WHAT THIS TASK INVOLVES: Report how many lines in the entries below contain the string "reflection", matching case exactly. Give only the number.

EXTRACTED ENTRIES:
....

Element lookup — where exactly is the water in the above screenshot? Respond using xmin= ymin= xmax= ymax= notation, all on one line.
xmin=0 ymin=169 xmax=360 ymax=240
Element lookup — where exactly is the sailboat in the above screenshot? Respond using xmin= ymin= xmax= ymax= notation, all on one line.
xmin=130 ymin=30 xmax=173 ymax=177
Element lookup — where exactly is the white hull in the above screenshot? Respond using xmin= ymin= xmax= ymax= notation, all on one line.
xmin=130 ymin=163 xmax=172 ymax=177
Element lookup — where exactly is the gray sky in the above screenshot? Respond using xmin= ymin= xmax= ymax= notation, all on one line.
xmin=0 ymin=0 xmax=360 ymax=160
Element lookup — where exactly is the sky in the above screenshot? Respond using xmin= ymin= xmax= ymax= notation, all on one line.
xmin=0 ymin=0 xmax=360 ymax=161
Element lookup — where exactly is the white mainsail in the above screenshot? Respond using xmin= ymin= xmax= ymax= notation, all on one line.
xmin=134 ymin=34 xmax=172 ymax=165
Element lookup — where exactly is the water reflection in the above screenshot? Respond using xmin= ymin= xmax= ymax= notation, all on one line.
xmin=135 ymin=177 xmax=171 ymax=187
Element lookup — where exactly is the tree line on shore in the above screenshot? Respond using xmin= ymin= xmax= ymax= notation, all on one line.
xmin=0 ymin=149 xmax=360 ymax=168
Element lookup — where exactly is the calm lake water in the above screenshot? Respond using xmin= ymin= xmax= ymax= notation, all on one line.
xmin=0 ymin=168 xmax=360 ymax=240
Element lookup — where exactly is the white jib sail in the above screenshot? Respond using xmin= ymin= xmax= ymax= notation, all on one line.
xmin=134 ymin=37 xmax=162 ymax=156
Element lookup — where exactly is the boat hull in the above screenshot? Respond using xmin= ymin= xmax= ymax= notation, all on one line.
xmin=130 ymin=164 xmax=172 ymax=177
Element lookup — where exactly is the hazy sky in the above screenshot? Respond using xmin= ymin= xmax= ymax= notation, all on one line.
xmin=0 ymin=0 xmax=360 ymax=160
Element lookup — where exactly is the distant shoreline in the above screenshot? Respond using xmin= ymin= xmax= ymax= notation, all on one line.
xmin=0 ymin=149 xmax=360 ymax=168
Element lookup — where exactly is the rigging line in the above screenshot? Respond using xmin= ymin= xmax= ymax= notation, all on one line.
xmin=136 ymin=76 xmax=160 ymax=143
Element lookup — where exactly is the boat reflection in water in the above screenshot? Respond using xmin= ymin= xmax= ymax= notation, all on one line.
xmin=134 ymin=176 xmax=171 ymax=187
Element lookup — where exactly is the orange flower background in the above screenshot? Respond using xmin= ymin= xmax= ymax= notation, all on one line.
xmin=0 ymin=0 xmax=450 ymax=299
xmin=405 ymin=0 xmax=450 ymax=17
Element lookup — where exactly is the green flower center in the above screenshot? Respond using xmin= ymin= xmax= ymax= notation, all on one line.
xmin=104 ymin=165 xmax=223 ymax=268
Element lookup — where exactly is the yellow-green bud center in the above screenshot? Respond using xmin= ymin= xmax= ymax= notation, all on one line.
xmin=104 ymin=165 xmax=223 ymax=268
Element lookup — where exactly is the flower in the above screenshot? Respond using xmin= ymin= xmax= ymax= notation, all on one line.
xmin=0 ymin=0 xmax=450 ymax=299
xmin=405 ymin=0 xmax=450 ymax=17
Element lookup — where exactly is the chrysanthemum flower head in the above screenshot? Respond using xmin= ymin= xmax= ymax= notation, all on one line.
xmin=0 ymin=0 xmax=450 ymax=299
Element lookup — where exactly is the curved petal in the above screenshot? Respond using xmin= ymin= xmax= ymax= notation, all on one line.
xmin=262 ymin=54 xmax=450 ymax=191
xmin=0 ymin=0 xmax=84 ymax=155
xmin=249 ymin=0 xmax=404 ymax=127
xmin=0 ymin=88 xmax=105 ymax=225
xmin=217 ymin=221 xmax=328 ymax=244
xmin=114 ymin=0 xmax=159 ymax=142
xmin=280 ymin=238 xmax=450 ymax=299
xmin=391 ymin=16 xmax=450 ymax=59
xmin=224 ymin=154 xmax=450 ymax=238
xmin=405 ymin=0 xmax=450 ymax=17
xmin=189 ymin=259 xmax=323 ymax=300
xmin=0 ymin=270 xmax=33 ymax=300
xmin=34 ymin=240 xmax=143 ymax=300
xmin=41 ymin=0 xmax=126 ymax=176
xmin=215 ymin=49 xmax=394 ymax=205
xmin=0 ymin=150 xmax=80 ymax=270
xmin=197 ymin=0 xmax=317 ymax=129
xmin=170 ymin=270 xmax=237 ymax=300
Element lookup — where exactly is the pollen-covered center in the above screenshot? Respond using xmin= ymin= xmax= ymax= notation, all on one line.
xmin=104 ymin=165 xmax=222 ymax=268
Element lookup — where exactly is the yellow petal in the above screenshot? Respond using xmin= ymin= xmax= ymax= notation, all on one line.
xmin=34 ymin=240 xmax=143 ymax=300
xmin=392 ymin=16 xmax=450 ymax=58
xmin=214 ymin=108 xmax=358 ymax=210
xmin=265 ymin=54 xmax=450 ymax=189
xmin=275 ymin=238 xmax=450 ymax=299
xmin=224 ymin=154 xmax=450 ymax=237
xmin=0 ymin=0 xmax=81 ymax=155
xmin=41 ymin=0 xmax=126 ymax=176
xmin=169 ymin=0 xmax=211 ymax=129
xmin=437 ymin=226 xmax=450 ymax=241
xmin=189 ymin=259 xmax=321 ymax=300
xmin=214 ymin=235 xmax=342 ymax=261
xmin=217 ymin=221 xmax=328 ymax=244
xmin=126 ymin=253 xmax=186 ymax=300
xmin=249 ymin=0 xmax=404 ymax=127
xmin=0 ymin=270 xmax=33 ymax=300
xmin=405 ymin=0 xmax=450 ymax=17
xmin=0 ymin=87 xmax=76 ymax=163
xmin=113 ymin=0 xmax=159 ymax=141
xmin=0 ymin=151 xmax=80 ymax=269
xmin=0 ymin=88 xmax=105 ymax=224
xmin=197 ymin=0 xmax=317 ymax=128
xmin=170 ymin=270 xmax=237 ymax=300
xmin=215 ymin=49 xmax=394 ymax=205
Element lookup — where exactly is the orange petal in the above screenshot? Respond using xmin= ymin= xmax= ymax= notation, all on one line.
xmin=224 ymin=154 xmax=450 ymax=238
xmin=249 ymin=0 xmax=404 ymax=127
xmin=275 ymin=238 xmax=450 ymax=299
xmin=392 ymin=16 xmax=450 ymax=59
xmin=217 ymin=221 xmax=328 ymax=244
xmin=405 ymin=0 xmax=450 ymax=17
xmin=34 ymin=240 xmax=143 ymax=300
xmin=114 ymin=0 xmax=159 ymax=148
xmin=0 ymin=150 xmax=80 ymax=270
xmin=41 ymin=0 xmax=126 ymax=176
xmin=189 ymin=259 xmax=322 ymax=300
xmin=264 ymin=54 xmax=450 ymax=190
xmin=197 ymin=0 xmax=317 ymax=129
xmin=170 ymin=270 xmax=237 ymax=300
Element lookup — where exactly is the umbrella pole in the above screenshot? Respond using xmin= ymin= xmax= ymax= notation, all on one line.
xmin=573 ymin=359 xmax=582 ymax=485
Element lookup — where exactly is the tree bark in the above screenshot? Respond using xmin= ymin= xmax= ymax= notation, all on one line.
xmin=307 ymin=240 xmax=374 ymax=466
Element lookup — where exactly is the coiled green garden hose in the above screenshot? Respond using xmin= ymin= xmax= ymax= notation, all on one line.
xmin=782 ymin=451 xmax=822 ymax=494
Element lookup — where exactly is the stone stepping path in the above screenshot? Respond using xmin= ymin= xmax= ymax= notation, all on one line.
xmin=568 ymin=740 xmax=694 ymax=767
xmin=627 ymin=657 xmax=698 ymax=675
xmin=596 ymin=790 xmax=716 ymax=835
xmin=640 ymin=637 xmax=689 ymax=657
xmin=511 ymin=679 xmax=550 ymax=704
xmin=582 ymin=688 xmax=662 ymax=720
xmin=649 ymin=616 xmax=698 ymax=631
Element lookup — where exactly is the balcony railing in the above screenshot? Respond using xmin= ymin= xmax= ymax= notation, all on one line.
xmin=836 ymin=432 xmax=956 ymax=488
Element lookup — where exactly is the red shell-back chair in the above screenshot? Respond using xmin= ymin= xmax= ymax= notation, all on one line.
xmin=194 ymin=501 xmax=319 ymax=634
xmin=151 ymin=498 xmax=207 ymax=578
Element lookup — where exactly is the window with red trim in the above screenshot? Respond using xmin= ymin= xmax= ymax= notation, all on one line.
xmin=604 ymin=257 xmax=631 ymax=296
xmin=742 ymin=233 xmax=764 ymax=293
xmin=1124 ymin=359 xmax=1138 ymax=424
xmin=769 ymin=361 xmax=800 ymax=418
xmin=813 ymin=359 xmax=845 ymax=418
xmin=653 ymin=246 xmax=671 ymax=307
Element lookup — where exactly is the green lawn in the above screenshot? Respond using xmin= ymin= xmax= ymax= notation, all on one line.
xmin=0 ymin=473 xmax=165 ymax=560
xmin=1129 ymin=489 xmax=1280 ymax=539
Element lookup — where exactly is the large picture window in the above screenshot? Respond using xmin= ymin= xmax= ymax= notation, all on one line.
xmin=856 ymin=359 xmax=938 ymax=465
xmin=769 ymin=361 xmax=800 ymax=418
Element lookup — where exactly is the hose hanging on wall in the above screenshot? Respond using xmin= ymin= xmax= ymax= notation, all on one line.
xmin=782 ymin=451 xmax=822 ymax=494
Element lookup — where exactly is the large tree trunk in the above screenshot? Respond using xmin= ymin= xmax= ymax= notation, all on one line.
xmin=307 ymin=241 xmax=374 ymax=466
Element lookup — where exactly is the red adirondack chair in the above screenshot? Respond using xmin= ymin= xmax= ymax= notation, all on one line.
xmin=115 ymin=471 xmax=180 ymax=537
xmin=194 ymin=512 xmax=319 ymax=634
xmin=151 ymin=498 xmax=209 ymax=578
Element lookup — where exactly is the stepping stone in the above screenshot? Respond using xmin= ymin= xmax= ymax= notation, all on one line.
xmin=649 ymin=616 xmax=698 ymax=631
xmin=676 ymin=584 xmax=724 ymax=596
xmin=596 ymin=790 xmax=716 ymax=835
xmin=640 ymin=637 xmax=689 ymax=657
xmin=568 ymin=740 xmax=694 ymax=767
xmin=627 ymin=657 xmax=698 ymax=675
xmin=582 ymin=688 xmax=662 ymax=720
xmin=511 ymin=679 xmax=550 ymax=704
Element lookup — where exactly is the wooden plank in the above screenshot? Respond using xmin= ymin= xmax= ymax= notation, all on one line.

....

SOLVED EXERCISE: 2